[Instructions to follow]
In the passage on the spinach wilt pathogen below, please name the medium used to count colony forming units of wild-type Fusarium spp.

[Text for analysis]
# # # # #

Determining the population density of the spinach wilt pathogen Fusarium oxysporum f. sp. spinaciae in soil with conventional Fusarium-selective media is quite difficult because nonpathogenic strains of F. oxysporum also grow on those media and are indistinguishable from the pathogen. Therefore, a nitrate-nonutilizing (nit) mutant of the pathogen and corresponding selective media were tested in an experimental approach to determine the population density of the pathogen. Colony forming units of the pathogen were countable after soil-dilution plating onto nit mutant-selective media MMCPA, CMP, and CGMBP. Colony forming units of wild-type Fusarium spp. were countable using a wildtype Fusarium-selective medium, GMBP. By combining nit mutant- and wild-type-selective media, the population densities of pathogenic and nonpathogenic F. oxysporum in the same soil could be measured selectively. This method was useful in studying population dynamics of the pathogen after different soil treatments. Soil disinfested with hot water or chloropicrin was amended with the nit mutant pathogen, and subsequent changes in population densities of the pathogen were compared with those in nontreated field soil. The pathogen rapidly proliferated in disinfested soil and wilt developed faster than in nontreated soil. When a nonpathogenic isolate of F. oxysporum was added at high density to sterilized soil prior to the pathogen, growth of the pathogen was greatly suppressed. Nonpathogenic F. oxysporum could not, however, reduce the density of preexisting pathogen.

Additional keywords: hot-water disinfestation of soil.

# # # # #

[Extracted material]

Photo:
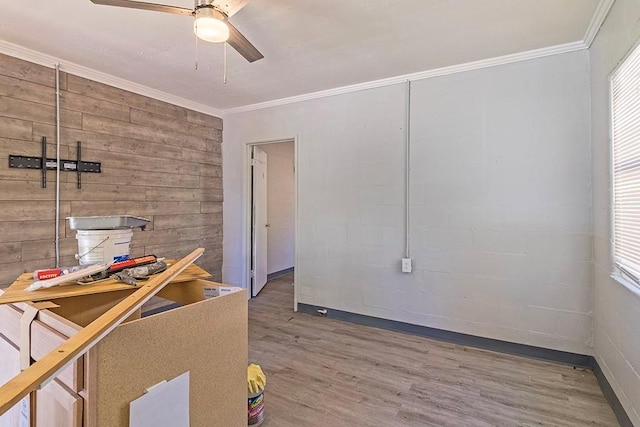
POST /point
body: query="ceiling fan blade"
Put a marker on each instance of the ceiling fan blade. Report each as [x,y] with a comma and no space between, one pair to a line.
[230,7]
[145,6]
[242,45]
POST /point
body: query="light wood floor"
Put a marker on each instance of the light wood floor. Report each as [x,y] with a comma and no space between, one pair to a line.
[324,372]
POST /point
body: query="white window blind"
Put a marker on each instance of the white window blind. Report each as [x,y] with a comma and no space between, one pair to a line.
[625,125]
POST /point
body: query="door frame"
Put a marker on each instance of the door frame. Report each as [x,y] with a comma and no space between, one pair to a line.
[247,247]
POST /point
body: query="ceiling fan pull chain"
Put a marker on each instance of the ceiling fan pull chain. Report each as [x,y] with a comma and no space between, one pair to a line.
[224,75]
[196,53]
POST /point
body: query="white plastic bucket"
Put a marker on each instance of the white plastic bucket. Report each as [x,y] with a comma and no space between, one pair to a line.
[103,246]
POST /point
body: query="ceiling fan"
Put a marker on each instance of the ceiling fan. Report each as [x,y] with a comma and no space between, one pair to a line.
[211,21]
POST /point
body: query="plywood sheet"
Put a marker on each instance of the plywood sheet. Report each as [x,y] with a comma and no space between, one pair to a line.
[16,292]
[207,338]
[58,406]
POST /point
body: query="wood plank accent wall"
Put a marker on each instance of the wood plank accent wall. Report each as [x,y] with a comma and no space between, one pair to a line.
[159,161]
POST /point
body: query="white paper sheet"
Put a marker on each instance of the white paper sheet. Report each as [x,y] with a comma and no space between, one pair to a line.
[166,404]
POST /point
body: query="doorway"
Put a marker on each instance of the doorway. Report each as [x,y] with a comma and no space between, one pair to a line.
[271,216]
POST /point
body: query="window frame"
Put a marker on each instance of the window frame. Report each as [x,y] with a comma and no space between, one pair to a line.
[619,272]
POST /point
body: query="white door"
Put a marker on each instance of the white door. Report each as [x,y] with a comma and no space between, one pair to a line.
[259,221]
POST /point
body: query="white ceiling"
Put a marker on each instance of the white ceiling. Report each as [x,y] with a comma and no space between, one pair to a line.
[309,45]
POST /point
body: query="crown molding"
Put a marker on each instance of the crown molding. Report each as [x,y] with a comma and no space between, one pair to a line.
[438,72]
[88,73]
[49,61]
[596,21]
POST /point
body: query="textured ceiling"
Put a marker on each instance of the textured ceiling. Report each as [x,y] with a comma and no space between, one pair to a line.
[309,45]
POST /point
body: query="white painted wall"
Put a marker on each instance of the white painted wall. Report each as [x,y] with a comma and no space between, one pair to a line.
[616,309]
[281,207]
[501,236]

# # # # #

[Your response]
GMBP, a wild-type Fusarium-selective medium.